■ EXERCISE GOAL
In the records below, from the line containing "On this screenshot, the blonde" through the end, replace "should be somewhere" with "is located" and reproduce those lines with nothing else altered.

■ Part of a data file
+++++

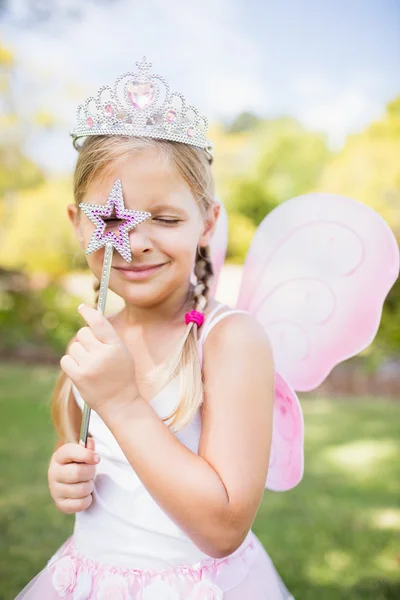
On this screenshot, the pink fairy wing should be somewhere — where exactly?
[210,200,228,296]
[266,373,304,492]
[237,194,399,491]
[238,194,399,391]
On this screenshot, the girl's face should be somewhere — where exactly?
[68,148,219,308]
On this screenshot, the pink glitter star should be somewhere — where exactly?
[79,179,151,262]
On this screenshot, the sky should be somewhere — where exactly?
[0,0,400,171]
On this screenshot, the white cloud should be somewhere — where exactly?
[292,73,384,146]
[2,0,394,169]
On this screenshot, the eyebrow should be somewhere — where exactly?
[149,203,186,215]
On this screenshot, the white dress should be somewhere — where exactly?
[17,304,291,600]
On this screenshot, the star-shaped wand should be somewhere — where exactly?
[79,179,151,446]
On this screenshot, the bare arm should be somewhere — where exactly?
[100,315,274,557]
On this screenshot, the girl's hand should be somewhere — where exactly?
[48,438,100,514]
[60,304,139,413]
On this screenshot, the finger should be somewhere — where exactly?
[53,463,96,483]
[55,444,100,465]
[86,437,96,452]
[68,342,89,365]
[55,479,94,500]
[76,327,99,352]
[57,495,93,514]
[60,354,80,381]
[78,304,120,344]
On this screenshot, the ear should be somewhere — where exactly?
[198,202,220,247]
[67,204,85,248]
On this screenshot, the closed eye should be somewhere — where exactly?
[153,217,180,225]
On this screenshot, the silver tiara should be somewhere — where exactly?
[71,57,212,152]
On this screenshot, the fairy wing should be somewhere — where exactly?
[237,194,399,490]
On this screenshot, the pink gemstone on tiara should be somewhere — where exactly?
[165,108,176,123]
[128,81,156,110]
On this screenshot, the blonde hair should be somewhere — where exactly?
[51,136,214,441]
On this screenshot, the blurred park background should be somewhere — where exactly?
[0,0,400,600]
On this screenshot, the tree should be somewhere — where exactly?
[316,97,400,242]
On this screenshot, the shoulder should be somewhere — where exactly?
[204,309,273,368]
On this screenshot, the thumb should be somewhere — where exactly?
[86,437,96,452]
[78,304,121,344]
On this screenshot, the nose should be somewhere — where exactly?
[129,223,153,256]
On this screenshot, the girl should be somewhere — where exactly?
[18,58,291,600]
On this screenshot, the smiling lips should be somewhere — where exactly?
[114,263,167,280]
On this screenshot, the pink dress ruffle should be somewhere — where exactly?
[16,535,293,600]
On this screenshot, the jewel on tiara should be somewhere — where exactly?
[71,57,212,154]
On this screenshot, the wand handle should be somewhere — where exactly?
[79,244,114,446]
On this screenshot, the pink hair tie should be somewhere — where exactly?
[185,310,204,327]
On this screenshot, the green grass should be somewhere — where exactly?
[0,365,400,600]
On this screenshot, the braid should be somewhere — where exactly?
[93,279,100,308]
[193,246,214,311]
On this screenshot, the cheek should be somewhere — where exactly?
[158,225,199,262]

+++++

■ COMPLETE OUTPUT
On this screenshot, the blonde hair is located — where exactly?
[51,136,214,441]
On this screenshot, the blurred park background is located — where exactly?
[0,0,400,600]
On this screenshot, the tree is located — where exactly?
[316,97,400,242]
On this screenshot, the shoulder is located — where exactly?
[204,309,273,368]
On this screenshot, the thumb is located — where exactly?
[86,437,96,452]
[78,304,121,344]
On this screenshot, the nose is located — where exactly?
[129,223,153,256]
On this screenshot, the girl is located — where exactly?
[18,58,291,600]
On this screenshot, the smiling lips is located — where exactly?
[114,263,167,280]
On this screenshot, the pink dress ruffle is located — where exactly?
[16,535,293,600]
On this screenshot, the jewel on tiara is located — where exactly?
[71,57,212,154]
On this screenshot, the wand handle is located — where exactly?
[79,244,114,446]
On this screenshot, the pink hair tie is located — where exactly?
[185,310,204,327]
On this screenshot, the green grass is located — where exactly?
[0,365,400,600]
On this screenshot, the braid is located — where exactly?
[93,279,100,308]
[193,246,214,311]
On this screenshot, the cheek is located — where exactly?
[158,225,199,262]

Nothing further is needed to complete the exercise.